= DOCUMENT SOURCE =
· · · ·
L’ESRS 2 oblige à la formalisation de la gouvernance, incluant entre autres le rôle des organes d’administration, de gestion et de surveillance ; les impacts, risques et opportunités significatifs et leur interaction avec la stratégie et le business model etc.  Un accompagnement RSE peut être utile pour amorcer ce travail réflexif par exemple dans le cadre d’un RSE Start.

 

3.Conseils et points de vigilance

a. Rapprocher la fonction RSE et la fonction comptabilité / contrôle de gestion

Les services de comptabilité sont historiquement rompus à l’exercice de reporting financier qui trouve des points de similitude avec le reporting extra financier tant sur les principes d’image fidèle, de prudence ou de caractère auditable, c’est d’ailleurs pour cette raison que les commissaires aux comptes sont habilités à vérifier les données produites par l’entreprise dans le cadre de la CSRD.
· · · ·
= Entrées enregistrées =
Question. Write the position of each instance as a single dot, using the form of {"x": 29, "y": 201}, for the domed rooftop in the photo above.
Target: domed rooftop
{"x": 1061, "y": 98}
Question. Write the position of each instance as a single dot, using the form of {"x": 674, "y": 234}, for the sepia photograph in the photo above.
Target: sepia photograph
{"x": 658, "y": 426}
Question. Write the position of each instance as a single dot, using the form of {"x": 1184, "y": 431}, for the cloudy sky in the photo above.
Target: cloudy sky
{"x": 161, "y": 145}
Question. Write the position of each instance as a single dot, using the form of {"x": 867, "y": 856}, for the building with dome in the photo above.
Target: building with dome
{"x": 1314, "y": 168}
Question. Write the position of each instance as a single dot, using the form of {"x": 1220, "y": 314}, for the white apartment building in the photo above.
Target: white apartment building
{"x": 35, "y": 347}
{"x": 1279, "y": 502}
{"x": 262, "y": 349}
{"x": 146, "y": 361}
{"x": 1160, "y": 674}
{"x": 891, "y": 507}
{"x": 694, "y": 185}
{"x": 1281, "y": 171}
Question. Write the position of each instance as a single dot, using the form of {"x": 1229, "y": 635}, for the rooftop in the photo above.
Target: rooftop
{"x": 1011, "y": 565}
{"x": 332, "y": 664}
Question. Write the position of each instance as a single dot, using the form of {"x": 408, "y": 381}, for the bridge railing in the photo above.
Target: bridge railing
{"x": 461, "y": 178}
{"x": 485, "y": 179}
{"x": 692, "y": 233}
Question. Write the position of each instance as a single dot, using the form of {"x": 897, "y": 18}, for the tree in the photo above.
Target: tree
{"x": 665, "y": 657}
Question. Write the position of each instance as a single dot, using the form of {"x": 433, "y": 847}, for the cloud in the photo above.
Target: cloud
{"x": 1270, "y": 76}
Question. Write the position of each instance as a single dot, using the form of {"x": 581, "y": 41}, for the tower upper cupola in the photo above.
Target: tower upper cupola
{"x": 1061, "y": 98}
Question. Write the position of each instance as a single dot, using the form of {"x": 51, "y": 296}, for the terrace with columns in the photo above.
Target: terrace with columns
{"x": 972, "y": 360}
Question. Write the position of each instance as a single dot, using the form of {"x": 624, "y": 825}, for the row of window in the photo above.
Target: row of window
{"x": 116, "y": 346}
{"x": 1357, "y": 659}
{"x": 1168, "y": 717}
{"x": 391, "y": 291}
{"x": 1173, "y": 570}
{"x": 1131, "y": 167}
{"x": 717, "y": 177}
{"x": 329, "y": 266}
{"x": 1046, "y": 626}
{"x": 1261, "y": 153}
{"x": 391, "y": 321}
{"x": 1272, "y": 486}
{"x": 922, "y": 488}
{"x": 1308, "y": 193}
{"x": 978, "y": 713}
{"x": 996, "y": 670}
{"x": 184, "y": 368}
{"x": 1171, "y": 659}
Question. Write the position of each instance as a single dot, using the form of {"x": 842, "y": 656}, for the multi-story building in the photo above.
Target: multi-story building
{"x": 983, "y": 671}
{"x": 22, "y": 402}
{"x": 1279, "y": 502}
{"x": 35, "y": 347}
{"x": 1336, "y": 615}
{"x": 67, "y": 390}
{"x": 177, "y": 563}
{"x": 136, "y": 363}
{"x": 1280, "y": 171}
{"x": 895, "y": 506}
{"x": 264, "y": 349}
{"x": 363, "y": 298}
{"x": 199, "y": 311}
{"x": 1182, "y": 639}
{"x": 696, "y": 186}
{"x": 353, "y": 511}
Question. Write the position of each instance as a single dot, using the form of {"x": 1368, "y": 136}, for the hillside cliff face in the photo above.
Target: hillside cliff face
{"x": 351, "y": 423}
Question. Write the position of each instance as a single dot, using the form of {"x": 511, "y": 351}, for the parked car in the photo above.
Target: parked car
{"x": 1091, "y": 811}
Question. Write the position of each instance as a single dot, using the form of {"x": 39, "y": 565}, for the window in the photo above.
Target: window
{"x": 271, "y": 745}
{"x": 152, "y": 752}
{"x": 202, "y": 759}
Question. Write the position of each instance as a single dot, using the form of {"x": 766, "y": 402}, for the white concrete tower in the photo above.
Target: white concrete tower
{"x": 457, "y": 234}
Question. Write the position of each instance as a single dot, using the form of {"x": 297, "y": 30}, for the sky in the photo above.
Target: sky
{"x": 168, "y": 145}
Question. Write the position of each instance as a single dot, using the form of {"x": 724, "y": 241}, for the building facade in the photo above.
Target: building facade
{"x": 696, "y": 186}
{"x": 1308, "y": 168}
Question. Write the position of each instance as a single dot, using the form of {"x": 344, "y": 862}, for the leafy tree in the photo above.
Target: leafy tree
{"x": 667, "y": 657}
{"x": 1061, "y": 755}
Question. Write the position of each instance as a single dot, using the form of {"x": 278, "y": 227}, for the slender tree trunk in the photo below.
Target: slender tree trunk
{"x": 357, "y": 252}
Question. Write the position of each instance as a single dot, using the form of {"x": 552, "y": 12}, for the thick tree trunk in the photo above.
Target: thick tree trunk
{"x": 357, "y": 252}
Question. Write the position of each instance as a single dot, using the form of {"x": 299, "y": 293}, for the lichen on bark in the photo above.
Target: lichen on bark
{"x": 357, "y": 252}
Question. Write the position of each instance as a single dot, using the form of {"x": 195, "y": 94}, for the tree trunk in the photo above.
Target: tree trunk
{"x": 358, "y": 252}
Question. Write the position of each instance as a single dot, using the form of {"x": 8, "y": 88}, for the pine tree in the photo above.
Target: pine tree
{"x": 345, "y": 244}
· · · ·
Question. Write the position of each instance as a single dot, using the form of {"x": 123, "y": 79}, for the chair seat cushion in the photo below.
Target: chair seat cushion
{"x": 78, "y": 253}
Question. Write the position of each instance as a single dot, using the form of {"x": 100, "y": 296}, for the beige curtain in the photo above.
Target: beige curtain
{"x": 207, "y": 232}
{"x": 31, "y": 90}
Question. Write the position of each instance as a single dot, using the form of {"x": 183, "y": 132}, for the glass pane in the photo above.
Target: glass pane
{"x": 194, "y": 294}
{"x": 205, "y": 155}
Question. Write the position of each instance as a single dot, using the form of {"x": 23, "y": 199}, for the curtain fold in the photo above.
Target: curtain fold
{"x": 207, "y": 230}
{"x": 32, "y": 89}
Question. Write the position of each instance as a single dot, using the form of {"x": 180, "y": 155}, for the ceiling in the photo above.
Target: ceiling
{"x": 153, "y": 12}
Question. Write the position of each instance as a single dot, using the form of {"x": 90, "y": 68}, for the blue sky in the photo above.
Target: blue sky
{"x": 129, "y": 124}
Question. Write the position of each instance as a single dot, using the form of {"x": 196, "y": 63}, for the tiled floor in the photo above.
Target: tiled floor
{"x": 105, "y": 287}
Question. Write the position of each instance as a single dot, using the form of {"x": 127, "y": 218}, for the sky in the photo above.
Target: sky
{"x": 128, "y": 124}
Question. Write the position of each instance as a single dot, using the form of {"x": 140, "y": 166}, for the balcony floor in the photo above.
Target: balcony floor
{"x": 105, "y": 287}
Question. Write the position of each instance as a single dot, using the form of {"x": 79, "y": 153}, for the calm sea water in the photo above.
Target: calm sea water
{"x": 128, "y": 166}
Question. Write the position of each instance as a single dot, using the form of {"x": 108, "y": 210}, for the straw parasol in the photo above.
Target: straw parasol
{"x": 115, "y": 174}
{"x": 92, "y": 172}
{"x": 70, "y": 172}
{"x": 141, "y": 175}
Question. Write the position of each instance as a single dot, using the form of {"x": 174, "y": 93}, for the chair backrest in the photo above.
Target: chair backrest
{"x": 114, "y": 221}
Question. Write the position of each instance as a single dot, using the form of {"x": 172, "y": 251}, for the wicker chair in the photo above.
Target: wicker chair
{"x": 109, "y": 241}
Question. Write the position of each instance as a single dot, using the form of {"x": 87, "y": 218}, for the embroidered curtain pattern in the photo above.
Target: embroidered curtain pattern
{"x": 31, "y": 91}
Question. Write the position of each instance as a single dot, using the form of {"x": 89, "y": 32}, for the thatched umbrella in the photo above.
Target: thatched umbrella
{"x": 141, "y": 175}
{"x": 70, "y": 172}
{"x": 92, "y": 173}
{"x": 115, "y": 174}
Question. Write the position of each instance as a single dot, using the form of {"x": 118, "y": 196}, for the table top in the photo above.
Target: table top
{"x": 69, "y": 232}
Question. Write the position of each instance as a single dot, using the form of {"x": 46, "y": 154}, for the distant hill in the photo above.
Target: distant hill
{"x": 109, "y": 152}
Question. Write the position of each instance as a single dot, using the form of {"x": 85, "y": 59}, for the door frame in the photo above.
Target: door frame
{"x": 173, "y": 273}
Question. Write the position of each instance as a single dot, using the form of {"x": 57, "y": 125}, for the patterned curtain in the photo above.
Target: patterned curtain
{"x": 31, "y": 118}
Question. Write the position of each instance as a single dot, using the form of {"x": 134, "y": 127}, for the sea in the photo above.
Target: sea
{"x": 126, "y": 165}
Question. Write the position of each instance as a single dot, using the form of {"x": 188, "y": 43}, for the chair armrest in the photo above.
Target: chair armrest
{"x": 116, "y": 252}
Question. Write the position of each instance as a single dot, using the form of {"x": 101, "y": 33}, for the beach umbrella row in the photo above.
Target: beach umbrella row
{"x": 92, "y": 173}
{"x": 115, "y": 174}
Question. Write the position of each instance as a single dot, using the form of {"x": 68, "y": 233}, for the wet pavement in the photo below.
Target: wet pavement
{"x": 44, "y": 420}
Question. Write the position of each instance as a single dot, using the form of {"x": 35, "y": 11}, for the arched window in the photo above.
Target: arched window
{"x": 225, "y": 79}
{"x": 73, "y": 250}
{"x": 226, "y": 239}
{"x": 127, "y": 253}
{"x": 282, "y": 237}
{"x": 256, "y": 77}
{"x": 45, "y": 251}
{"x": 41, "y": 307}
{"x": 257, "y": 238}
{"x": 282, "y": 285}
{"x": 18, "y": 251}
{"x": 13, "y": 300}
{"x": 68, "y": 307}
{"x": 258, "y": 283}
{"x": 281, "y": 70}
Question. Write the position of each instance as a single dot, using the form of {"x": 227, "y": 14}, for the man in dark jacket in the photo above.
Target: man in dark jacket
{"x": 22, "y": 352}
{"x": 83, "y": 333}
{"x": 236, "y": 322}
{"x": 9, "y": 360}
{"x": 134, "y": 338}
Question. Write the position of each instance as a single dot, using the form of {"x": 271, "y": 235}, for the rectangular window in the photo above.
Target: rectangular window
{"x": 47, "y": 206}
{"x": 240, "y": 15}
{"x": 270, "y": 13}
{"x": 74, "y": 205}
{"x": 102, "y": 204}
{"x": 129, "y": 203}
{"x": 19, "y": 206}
· · · ·
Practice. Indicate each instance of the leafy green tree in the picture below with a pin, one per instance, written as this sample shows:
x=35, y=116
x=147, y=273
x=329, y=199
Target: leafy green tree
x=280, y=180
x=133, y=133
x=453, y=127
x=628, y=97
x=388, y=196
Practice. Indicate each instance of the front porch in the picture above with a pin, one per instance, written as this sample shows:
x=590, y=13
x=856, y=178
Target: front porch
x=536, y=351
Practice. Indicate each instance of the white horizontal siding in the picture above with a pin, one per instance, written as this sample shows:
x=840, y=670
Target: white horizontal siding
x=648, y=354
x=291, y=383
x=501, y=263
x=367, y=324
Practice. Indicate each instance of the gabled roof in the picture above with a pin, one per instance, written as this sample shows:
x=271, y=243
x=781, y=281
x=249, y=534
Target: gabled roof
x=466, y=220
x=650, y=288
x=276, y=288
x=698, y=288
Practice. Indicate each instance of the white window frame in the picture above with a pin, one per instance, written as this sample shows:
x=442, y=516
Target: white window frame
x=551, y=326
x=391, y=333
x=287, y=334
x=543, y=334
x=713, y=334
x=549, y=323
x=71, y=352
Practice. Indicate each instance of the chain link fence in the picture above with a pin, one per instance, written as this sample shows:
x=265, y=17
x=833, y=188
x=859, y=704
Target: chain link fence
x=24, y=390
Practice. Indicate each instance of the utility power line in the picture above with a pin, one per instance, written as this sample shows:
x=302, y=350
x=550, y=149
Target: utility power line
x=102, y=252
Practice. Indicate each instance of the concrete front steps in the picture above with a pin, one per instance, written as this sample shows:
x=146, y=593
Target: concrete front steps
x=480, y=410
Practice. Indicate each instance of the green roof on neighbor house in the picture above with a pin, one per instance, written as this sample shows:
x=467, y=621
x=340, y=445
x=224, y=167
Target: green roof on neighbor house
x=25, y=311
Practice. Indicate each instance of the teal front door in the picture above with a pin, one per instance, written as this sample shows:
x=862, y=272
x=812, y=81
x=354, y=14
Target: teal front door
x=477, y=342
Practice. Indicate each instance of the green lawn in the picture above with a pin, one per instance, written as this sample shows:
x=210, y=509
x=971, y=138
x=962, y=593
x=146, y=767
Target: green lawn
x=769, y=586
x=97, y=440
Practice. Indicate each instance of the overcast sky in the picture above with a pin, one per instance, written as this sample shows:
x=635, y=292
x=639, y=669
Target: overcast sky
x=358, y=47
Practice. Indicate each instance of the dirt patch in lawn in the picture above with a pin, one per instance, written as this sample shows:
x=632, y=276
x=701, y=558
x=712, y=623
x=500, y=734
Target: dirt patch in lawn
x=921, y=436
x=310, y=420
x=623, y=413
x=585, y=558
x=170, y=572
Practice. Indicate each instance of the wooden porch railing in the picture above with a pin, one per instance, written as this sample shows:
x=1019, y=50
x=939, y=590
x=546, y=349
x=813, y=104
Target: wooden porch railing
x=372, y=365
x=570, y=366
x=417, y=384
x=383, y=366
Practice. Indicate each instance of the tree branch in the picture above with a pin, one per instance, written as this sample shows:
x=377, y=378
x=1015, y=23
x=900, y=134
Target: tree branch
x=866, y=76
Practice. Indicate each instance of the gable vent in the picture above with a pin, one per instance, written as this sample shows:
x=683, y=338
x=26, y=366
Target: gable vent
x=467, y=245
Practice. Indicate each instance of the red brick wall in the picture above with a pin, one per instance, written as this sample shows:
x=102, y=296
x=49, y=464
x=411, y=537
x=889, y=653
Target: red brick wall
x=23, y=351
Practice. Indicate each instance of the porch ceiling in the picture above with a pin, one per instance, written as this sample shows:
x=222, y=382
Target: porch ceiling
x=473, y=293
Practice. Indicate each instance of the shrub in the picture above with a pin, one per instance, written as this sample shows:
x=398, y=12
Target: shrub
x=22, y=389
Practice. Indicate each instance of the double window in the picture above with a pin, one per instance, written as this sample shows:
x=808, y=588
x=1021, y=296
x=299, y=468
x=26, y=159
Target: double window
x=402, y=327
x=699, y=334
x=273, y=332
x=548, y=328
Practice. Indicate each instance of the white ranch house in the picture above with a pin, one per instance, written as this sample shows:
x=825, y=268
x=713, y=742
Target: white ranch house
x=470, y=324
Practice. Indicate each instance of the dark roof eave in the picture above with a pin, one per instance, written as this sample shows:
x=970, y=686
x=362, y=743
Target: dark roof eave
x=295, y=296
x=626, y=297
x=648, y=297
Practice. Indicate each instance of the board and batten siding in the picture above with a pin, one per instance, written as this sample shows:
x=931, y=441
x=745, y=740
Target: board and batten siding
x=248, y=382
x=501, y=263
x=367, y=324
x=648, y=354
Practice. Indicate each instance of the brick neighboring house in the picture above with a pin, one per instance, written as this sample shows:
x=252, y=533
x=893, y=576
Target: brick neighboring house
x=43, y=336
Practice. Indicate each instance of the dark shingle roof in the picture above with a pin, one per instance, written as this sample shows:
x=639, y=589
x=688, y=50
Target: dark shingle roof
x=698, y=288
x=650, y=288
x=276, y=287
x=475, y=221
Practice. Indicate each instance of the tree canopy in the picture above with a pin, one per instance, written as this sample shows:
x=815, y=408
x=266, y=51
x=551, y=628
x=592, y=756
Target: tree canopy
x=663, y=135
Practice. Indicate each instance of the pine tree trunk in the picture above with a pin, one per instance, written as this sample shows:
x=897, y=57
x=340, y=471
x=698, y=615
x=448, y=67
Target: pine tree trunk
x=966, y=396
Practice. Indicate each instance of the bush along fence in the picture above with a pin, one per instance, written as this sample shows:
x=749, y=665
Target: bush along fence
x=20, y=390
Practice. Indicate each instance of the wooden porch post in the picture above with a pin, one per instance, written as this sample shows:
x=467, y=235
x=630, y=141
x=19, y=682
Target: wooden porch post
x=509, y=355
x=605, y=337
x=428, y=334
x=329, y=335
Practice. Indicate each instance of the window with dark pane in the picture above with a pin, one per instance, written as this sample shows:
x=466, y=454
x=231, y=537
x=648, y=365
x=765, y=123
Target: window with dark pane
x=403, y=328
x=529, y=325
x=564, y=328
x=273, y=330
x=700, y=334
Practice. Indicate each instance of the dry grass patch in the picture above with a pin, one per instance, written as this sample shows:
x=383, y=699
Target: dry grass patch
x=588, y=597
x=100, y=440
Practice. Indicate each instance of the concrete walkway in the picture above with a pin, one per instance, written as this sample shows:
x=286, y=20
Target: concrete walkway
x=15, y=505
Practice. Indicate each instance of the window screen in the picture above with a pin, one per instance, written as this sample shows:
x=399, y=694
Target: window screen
· · · ·
= ACTIVITÉ =
Poursuivez le texte sur la CSRD et le reporting extra-financier à partir de sa dernière phrase. Les entrées ne servent pas pour cette activité.

= RÉPONSE ATTENDUE =
Aussi, l’identification d’indicateurs communs permet de transformer les données ESG en nouveaux ratios financiers mixtes utiles au pilotage de la performance globale. Faire converger les objectifs de ces deux fonctions implique que la RSE ne soit plus un « silo » mais un axe transversal intégré dans les prévisions budgétaires et les bilans annuels.

 

b. Un reporting ou un outil de pilotage stratégique ?

Bien que le reporting soit indispensable pour répondre aux exigences légales, et qu’il soit souvent perçu comme une formalité administrative. Ce processus est une occasion stratégique de démontrer la crédibilité des engagements ESG et de renforcer l’image responsable de l’entreprise sans verser dans le greenwashing ou socialwashing. En ce sens, le reporting peut se transformer en un véritable outil de pilotage stratégique lorsqu’il est intégré par le top management.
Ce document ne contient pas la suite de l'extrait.